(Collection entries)
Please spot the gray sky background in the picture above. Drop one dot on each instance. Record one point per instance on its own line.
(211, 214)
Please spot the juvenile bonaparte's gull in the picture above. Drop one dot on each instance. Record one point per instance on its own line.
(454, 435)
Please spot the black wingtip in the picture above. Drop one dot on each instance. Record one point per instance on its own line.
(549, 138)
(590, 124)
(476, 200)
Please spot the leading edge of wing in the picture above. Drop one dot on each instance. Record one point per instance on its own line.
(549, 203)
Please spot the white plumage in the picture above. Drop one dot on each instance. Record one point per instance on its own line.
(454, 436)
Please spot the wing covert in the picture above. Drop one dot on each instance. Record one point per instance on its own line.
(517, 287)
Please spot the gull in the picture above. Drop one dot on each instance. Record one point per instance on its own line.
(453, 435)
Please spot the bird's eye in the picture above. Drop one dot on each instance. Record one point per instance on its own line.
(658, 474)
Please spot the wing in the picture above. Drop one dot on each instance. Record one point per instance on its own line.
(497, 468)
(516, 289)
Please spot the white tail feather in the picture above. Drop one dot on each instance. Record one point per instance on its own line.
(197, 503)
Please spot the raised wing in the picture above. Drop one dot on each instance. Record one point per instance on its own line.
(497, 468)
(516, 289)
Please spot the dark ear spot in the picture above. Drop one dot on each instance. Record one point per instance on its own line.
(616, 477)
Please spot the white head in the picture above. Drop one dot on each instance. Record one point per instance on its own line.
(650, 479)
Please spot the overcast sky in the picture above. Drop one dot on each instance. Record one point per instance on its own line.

...

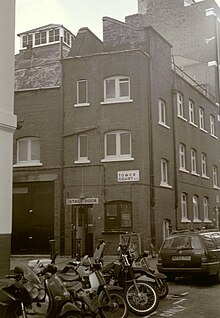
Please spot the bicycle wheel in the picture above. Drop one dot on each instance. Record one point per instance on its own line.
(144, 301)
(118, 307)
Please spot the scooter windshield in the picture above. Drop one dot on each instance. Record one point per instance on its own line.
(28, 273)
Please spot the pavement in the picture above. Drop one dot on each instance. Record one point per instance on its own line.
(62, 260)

Problem to work on
How many lines of the data above contain the word "gull"? Provide only the number.

Solution
2